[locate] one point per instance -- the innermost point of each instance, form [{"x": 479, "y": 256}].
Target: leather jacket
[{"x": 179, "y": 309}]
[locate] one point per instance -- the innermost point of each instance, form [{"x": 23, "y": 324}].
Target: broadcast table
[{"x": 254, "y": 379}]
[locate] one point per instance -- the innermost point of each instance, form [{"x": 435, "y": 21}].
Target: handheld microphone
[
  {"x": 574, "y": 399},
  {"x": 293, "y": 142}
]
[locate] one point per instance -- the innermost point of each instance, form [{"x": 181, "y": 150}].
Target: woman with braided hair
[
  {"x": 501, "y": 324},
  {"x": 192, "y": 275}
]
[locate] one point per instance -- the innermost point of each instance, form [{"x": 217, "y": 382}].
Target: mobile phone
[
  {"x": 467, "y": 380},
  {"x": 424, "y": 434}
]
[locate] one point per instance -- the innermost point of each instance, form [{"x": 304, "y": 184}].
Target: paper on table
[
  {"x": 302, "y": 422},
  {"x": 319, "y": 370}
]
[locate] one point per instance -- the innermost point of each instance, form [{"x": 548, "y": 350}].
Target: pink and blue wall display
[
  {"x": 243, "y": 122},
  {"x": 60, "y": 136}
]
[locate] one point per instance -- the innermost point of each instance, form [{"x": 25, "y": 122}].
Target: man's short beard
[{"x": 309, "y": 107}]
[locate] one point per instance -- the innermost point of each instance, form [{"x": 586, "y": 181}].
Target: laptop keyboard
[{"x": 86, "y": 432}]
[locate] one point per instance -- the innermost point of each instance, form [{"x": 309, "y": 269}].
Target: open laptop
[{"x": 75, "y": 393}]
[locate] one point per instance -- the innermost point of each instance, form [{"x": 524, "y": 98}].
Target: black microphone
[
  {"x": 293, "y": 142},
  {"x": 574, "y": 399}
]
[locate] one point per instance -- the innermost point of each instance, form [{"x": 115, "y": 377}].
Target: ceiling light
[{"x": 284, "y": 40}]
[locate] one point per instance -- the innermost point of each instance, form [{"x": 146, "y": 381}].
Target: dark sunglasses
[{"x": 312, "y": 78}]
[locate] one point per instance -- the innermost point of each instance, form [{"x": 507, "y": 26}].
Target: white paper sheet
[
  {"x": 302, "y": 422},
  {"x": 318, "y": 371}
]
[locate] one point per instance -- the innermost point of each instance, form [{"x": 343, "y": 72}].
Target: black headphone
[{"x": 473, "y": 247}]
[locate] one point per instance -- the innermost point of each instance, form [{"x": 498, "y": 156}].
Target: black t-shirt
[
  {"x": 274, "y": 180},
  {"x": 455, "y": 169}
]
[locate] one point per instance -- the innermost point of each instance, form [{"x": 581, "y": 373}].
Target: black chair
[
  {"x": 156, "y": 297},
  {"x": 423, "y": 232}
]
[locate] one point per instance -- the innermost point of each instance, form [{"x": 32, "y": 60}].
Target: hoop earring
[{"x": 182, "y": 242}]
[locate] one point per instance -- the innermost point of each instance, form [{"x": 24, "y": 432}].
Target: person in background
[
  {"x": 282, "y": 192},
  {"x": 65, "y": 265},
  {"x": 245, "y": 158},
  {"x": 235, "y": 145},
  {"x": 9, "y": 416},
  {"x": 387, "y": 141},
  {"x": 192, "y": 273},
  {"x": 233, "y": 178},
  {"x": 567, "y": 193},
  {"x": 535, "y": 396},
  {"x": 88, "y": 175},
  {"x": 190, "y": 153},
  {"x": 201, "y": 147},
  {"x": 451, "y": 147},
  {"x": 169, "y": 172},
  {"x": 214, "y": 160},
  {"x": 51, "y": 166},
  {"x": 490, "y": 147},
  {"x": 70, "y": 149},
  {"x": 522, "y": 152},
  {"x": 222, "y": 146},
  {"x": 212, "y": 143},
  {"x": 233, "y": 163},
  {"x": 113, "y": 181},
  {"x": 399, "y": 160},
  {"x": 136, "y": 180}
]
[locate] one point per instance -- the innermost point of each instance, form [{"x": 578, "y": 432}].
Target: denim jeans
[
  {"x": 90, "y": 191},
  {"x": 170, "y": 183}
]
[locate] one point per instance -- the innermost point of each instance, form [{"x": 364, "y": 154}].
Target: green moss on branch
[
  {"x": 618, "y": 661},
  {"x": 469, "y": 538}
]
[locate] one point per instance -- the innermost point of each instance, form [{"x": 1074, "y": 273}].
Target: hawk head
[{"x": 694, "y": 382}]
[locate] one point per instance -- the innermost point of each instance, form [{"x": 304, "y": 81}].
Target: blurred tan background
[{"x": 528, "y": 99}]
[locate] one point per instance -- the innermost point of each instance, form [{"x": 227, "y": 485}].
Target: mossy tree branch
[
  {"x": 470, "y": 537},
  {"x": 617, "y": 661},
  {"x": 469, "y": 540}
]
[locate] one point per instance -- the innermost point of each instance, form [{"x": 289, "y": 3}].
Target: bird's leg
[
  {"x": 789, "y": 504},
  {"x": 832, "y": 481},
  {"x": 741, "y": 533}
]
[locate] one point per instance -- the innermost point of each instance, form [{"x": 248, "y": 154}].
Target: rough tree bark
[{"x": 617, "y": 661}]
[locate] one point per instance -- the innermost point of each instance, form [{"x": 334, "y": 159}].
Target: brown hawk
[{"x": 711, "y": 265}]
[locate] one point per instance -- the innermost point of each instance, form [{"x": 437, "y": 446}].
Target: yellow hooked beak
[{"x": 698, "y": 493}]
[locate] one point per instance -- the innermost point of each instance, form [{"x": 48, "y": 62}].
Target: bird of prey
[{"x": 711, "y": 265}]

__WORK ORDER__
The whole listing should be copied verbatim.

__TASK SOLUTION__
[locate] one point per instance -- the innermost point of each instance, form [{"x": 479, "y": 256}].
Target: leather jacket
[{"x": 179, "y": 309}]
[locate] one point per instance -- the innermost point of each instance, form [{"x": 23, "y": 324}].
Target: broadcast table
[{"x": 254, "y": 379}]
[locate] one point per instance -- the innermost point of each instance, form [{"x": 435, "y": 21}].
Target: handheld microphone
[
  {"x": 574, "y": 399},
  {"x": 293, "y": 142}
]
[locate] one point per instance -- the innermost point of each instance, form [{"x": 181, "y": 150}].
Target: woman with braided hair
[
  {"x": 501, "y": 324},
  {"x": 192, "y": 275}
]
[locate] one point per instance -- the innermost point of each instance, form [{"x": 217, "y": 382}].
Target: mobile phone
[
  {"x": 467, "y": 380},
  {"x": 424, "y": 434}
]
[locate] one point per instance -- the innermost point of each instance, form [{"x": 304, "y": 184}].
Target: paper on table
[
  {"x": 302, "y": 422},
  {"x": 319, "y": 370}
]
[locate] one point per instance -- the innermost point of each instance, form [{"x": 548, "y": 350}].
Target: pink and blue wall display
[
  {"x": 243, "y": 122},
  {"x": 60, "y": 136}
]
[locate] one point per instance -- the innermost point of each instance, form [{"x": 25, "y": 122}].
Target: man's short beard
[{"x": 309, "y": 107}]
[locate] one point per instance -- the innermost point of each instance, form [{"x": 586, "y": 181}].
Target: laptop keyboard
[{"x": 86, "y": 432}]
[locate] one point per instance -- the innermost point of each instance, form [{"x": 309, "y": 269}].
Target: open laptop
[{"x": 75, "y": 393}]
[locate] one point per instance -- the innermost point of each instance, form [{"x": 524, "y": 98}].
Target: black microphone
[
  {"x": 293, "y": 142},
  {"x": 574, "y": 399}
]
[locate] one point per instance -- the innermost point of each instance, form [{"x": 115, "y": 377}].
Target: ceiling light
[{"x": 284, "y": 40}]
[locate] one point per instance -- the innermost point of each instance, form [{"x": 146, "y": 381}].
Target: dark sunglasses
[{"x": 312, "y": 78}]
[locate] one point per instance -- the innermost point of each instance, form [{"x": 507, "y": 26}].
Target: white paper sheet
[
  {"x": 302, "y": 422},
  {"x": 318, "y": 371}
]
[locate] one point per instance -- the innermost point of each instance, form [{"x": 343, "y": 72}].
Target: black headphone
[{"x": 473, "y": 247}]
[locate] one point per instance -- the innermost point of each instance, form [{"x": 498, "y": 156}].
Target: black t-shirt
[
  {"x": 274, "y": 180},
  {"x": 455, "y": 169}
]
[locate] one point per instance -- the innermost point of each instance, form [{"x": 581, "y": 373}].
Target: black chair
[
  {"x": 156, "y": 297},
  {"x": 423, "y": 232}
]
[locate] one point per instance -- the innermost point of each instance, form [{"x": 32, "y": 60}].
Target: hoop earring
[{"x": 182, "y": 242}]
[locate] one point per instance -- the innermost point of each instance, form [{"x": 24, "y": 432}].
Target: person in background
[
  {"x": 282, "y": 192},
  {"x": 65, "y": 265},
  {"x": 245, "y": 158},
  {"x": 235, "y": 145},
  {"x": 9, "y": 416},
  {"x": 387, "y": 141},
  {"x": 192, "y": 273},
  {"x": 233, "y": 178},
  {"x": 567, "y": 193},
  {"x": 535, "y": 396},
  {"x": 88, "y": 175},
  {"x": 190, "y": 153},
  {"x": 201, "y": 147},
  {"x": 451, "y": 147},
  {"x": 169, "y": 172},
  {"x": 214, "y": 160},
  {"x": 51, "y": 166},
  {"x": 490, "y": 147},
  {"x": 70, "y": 149},
  {"x": 522, "y": 152},
  {"x": 222, "y": 146},
  {"x": 212, "y": 143},
  {"x": 233, "y": 163},
  {"x": 113, "y": 181},
  {"x": 399, "y": 160},
  {"x": 136, "y": 180}
]
[locate] one point per instance -- the innermost point of each instance, form [{"x": 578, "y": 432}].
Target: denim jeans
[
  {"x": 90, "y": 191},
  {"x": 170, "y": 183}
]
[locate] one point per instance -- the innermost point of each instance, form [{"x": 364, "y": 154}].
Target: green moss on branch
[
  {"x": 618, "y": 661},
  {"x": 469, "y": 538}
]
[locate] one point per instance -- the innermost point of each instance, form [{"x": 1074, "y": 273}].
Target: hawk head
[{"x": 694, "y": 382}]
[locate] one point per instance -- the innermost point of each instance, form [{"x": 304, "y": 81}].
Target: blurred tan background
[{"x": 528, "y": 99}]
[locate] one point per instance -- the innermost point of each instance, form [{"x": 227, "y": 485}].
Target: mossy tree branch
[
  {"x": 470, "y": 537},
  {"x": 617, "y": 661},
  {"x": 469, "y": 540}
]
[locate] one point per instance -- the innermost point of each instance, form [{"x": 289, "y": 3}].
Target: bird's leg
[
  {"x": 789, "y": 504},
  {"x": 832, "y": 481},
  {"x": 741, "y": 533}
]
[locate] one point per instance -- the innermost point of each instance, form [{"x": 248, "y": 154}].
Target: rough tree bark
[{"x": 617, "y": 661}]
[locate] one point per instance -- the innermost point of each instance, form [{"x": 334, "y": 159}].
Target: brown hawk
[{"x": 711, "y": 265}]
[locate] one point per instance -- the innermost point of each instance, form [{"x": 437, "y": 446}].
Target: yellow hooked beak
[{"x": 698, "y": 493}]
[locate] one point per instance -- the innermost point of each instance, form [{"x": 48, "y": 62}].
Target: bird of prey
[{"x": 711, "y": 265}]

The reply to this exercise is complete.